This is one of many tales written by J. Earl Clauson for the Evening Bulletin newspaper of Providence, Rhode Island, under the heading ÒThese PlantationsÓ and later collected into a book of the same name that was printed in 1937 by The Roger Williams Press (E. A. Johnson Company). The text is illustrated with drawings by Milton Halladay and Paule Loring.

 

 

"Grampa" Reynolds's Busy Night

 

Anybody with plenty of time and taste for such things probably could collect a basketful of interesting stories along the turn­pikes running out of Providence to Hartford, Danielson and other places. He'd better get about it promptly, however, because the old­timers who know them are passing.

 

The most interesting one to fall on these receptive ears has to do with grandfather's busy night at the Tug Hollow gate on the New London Pike. It was told us by John C. Lewis, who lived on the Warwick waterfront and we believe was then the only person still extant who collected toll on that now neglected highway. He was just a boy. Grandfather was Stephen Reynolds, Mr. Lewis's ancestor.

 

The New London Turnpike struck out of Providence southwest of Gorham's and followed for part of its route the present Reservoir avenue. It ran down through the Pawtuxet Valley and east of Tiogue Lake - still does, for that matter, although not many motorists fol­low it, preferring to stick to the concreted Nooseneck Hill Road.

 

It scaled Pine Hill, the capital of Exeter, making a straighter run of it than the hard road, hit into the Nooseneck Hill highway north of Wyoming, held that route to Hopkinton village, and then diverged to the southwest for a pretty direct drive across North Stonington to New London.

 

The distance from Providence to New London by the turnpike is 49 miles, materially less than the routes automobiles pursue today.

 

Going out of Providence the first tollgate was at the Gorton Arnold stand in Warwick. The second was at Westcott's, below Natick, where, said Mr. Lewis, the only original tollhouse still stands.

Task statement :: Extend the piece about the New London Turnpike and its tollgates with a few more paragraphs, picking up after its last sentence.

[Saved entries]
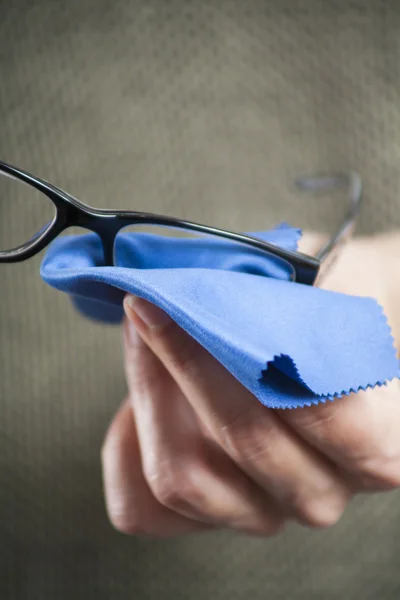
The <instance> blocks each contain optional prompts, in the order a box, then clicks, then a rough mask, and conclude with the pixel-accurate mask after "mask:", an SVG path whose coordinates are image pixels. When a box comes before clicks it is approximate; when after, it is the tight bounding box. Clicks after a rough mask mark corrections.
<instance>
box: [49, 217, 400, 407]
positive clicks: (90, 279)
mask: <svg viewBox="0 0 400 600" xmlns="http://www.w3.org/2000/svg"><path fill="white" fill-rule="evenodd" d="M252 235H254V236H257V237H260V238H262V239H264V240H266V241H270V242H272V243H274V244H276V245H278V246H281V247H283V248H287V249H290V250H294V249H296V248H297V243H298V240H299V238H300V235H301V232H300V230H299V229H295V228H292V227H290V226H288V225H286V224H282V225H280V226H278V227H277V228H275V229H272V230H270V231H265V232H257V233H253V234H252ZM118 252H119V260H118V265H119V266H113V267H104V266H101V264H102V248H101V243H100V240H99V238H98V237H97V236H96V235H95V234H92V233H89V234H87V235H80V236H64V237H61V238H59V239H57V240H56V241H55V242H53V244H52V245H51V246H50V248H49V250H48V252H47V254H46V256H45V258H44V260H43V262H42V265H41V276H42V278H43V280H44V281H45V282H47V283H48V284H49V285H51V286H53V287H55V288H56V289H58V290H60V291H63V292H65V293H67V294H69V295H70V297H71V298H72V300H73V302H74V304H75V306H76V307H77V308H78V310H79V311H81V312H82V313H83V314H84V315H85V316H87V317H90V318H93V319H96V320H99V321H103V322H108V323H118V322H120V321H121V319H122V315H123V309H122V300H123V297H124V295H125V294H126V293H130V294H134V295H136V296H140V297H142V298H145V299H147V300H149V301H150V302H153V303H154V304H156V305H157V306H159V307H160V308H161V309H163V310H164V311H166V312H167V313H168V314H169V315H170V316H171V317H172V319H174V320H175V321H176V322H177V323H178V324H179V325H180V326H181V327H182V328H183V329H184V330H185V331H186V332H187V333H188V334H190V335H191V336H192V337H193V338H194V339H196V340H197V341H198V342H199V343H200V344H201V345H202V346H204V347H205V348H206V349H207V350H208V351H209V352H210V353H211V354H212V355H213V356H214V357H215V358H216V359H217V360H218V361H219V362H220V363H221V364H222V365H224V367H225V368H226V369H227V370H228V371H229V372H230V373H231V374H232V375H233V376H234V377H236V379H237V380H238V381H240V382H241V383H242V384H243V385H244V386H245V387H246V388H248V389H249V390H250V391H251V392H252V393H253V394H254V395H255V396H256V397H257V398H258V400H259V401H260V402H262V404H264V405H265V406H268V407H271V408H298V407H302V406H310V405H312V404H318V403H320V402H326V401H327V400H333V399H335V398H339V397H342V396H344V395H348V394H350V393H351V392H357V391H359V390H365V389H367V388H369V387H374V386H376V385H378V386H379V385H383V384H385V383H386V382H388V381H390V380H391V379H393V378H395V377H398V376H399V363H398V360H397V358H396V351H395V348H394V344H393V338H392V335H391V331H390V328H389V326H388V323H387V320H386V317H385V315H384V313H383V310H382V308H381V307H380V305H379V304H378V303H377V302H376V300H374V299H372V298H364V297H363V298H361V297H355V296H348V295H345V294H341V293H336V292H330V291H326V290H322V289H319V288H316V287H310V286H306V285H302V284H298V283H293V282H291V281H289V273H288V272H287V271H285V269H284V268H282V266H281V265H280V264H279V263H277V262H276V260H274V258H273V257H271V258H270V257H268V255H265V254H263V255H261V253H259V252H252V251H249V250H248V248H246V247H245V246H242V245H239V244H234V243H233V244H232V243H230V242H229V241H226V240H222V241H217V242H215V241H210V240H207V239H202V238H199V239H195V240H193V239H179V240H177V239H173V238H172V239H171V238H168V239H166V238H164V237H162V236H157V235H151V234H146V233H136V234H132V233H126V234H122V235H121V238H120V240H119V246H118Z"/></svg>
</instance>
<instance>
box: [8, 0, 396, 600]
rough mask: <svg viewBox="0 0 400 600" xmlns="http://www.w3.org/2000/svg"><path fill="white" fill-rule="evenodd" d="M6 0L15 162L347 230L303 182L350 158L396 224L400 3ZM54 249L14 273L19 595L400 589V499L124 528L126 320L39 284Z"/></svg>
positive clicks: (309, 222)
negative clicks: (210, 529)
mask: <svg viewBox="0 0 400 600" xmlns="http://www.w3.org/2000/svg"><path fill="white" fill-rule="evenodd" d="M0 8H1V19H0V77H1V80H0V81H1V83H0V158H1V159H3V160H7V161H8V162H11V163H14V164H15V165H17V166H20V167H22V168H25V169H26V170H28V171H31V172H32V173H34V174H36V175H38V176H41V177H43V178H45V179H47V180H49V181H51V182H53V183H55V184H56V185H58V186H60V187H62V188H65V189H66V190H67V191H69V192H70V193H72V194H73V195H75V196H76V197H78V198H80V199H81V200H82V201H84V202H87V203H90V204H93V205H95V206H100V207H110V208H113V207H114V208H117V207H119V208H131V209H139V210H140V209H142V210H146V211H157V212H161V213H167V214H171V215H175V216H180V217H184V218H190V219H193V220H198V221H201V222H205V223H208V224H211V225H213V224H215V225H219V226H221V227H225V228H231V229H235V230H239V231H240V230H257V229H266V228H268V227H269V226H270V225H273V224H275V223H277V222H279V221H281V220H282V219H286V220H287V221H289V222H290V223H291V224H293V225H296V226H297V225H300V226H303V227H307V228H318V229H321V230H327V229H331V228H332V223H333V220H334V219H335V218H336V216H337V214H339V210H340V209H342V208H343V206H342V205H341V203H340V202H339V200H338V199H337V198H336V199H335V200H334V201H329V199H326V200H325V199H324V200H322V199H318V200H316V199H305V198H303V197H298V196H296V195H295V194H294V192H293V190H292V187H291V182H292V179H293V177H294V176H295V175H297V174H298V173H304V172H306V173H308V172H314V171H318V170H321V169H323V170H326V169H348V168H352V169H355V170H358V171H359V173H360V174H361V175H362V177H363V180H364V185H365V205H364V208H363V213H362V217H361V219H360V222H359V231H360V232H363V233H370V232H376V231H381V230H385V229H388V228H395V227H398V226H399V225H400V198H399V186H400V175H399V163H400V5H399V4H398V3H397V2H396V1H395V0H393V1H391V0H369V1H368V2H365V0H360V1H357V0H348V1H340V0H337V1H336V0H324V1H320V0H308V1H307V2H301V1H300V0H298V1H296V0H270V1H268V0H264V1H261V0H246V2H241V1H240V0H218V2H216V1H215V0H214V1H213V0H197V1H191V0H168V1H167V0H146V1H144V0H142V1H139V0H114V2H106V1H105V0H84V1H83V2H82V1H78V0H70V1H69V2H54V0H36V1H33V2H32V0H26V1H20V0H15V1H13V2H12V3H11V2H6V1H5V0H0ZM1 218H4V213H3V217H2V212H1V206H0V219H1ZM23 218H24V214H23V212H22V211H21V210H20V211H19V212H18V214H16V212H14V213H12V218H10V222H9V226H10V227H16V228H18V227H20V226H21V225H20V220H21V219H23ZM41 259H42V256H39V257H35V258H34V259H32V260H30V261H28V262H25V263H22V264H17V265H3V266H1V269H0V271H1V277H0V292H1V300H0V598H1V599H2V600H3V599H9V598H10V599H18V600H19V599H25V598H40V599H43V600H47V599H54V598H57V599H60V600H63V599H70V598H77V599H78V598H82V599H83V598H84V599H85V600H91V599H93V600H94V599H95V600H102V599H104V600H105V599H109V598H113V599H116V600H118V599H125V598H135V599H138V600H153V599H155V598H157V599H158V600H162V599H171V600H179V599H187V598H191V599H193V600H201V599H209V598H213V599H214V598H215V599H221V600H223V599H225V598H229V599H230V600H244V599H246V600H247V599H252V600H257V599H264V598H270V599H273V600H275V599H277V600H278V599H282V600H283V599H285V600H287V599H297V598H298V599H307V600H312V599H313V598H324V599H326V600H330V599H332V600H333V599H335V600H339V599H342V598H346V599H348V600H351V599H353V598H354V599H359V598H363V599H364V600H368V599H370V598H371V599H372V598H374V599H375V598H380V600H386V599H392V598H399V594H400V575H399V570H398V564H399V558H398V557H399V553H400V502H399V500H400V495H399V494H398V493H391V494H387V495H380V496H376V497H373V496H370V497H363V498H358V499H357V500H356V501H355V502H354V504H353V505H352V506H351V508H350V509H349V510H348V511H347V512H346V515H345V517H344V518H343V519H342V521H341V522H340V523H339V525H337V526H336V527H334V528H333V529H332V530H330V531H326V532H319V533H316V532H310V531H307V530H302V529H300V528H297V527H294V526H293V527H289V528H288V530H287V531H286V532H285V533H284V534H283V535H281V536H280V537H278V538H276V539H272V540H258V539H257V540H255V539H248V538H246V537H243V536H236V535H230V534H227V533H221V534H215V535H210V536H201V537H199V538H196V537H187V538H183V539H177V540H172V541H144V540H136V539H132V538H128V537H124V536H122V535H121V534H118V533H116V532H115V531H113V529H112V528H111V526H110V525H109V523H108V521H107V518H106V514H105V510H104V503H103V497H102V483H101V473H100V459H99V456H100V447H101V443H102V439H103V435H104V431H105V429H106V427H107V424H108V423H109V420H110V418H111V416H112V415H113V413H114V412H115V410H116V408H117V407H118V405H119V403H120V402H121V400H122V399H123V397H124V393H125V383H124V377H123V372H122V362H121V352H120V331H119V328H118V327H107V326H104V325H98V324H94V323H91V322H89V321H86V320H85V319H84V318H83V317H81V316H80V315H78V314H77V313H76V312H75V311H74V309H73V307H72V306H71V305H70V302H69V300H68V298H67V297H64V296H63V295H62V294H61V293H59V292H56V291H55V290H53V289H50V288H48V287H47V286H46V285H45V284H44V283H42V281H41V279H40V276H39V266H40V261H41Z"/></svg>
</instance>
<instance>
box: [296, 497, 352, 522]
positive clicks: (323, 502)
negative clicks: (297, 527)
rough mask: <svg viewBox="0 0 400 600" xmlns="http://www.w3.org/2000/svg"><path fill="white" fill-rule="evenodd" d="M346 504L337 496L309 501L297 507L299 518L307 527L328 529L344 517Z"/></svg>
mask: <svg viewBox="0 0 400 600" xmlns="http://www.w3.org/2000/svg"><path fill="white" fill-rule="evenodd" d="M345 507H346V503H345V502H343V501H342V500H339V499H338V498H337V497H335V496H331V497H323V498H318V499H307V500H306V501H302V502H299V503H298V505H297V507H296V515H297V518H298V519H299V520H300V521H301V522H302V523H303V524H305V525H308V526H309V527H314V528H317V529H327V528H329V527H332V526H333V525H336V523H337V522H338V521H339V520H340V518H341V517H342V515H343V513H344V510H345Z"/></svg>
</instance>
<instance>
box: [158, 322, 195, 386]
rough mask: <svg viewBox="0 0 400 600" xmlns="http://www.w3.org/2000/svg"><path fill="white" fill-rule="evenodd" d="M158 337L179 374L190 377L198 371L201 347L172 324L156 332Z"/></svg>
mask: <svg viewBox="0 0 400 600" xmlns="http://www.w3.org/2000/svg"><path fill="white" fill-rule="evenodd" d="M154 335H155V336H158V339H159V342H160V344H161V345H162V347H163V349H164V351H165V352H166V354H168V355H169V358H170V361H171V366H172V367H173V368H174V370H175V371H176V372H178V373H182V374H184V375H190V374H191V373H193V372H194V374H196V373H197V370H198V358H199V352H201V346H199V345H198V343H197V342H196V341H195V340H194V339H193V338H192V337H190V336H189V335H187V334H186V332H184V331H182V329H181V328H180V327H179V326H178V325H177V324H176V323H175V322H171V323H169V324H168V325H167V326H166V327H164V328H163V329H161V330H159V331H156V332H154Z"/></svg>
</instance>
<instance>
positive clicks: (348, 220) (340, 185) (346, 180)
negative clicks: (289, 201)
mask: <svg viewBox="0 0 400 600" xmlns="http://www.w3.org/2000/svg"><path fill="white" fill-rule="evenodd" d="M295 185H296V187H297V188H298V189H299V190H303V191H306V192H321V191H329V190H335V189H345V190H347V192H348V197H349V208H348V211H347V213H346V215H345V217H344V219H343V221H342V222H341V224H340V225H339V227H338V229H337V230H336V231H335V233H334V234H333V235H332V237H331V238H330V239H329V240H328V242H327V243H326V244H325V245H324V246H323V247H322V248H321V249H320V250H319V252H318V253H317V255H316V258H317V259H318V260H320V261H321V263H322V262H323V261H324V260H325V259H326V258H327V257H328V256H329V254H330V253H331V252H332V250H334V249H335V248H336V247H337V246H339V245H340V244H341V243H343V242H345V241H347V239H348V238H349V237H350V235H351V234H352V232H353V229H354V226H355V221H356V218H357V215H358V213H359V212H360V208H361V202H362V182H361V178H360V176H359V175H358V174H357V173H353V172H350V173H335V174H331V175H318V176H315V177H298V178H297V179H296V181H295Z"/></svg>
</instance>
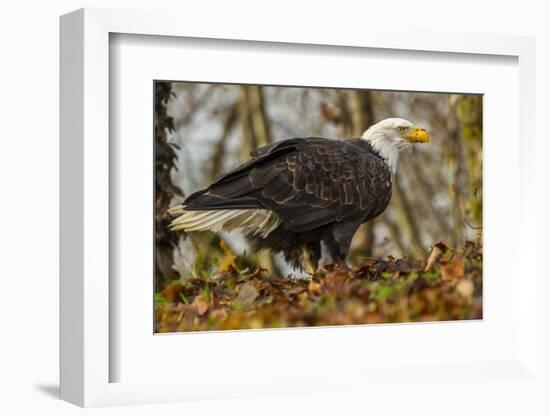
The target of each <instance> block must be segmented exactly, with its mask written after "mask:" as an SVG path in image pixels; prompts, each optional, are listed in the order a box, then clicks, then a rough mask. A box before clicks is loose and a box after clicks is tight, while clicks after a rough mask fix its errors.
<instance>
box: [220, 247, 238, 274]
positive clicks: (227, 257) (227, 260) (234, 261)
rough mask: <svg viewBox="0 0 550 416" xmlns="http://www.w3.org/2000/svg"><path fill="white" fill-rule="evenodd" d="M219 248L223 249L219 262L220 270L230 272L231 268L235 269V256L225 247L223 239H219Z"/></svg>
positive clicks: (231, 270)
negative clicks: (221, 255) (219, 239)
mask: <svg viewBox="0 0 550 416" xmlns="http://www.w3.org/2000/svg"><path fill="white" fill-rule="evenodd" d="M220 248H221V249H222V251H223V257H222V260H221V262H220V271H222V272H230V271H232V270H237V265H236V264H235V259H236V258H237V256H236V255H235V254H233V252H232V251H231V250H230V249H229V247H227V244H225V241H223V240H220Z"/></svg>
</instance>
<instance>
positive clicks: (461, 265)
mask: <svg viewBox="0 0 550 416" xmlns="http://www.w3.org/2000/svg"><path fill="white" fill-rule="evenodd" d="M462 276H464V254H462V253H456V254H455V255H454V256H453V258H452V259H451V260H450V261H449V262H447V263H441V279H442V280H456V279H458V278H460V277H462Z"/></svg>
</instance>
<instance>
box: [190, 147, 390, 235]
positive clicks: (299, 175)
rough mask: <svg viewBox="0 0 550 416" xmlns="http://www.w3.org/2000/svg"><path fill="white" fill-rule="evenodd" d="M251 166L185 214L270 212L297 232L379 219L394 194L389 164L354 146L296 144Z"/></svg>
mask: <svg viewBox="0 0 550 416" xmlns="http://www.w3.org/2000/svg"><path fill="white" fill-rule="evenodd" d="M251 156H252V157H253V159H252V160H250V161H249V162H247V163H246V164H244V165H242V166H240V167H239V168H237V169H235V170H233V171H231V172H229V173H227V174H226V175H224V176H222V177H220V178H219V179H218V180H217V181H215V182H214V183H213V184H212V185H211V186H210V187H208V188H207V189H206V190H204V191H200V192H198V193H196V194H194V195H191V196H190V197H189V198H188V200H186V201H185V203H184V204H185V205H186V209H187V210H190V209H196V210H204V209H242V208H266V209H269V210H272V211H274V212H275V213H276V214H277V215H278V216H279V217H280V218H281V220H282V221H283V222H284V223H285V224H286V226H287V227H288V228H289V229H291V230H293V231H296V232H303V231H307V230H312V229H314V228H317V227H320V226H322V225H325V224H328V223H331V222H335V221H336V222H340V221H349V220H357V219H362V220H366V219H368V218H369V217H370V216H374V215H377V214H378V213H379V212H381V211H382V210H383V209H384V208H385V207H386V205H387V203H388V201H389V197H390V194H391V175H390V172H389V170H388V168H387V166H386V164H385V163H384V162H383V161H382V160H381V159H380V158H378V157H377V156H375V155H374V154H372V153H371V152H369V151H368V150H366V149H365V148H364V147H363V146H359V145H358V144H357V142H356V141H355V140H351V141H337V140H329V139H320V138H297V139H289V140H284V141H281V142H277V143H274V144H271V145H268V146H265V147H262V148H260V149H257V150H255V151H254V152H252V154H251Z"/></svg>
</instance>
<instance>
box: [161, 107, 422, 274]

Answer to the problem ::
 

Arnold's was a whole gate, Westcott's a half gate. Whole gates were 6½ miles apart, half gates miles.

 

The privilege of keeping gate was let out by the turnpike com­pany. Stephen Reynolds paid $35 a year for his gate at Tug Hollow. He was obligated to keep the pike in repair half way in both directions to the next gate.

 

     Toll charges at whole gates were 12½ cents for a chaise, six cents for a man on horseback, six cents for a horse and wagon.

 

A pair of horses paid ten cents. Cattle, sheep and hogs were taxed one cent per head. A "chariot," as private coaches were called, paid 30 cents, and the stage coach 20 cents. But the stage coach never was held up for payment, bills being discharged monthly or annually. When a stage coach was underway, horses at a gallop, as was their customary gait, with passengers and mails aboard, it was very questionable form to halt it between stages to settle a petty toll charge.

 

Foot passengers passed through free. There were plenty of alter­cations about charges, and often Mr. Reynolds would explain to objectors that if they didn't want to pay they could go back a quarter of a mile and find a road which would carry them around the gate and back into the turnpike again. He was easy going that way.

 

     At night the gates were left open and everybody went through free. Mr. Reynolds couldn't be bothered.

 

There was a half gate at Crompton, and the next below was Jim Webster's, a whole gate. Tug Hollow gate lay south of these, near Wyoming.

 

Mr. Reynolds - South County oldsters incline to pronounce the name Runnels - was a cooper. His son-in-law, Warren Lewis, han­dled the tollgate at the time John C. Lewis came into the picture. But grandfather's busy night happened while he himself was running the tollhouse as a sideline to his cooperage business. This was in 1832, long before John C. Lewis had been thought of.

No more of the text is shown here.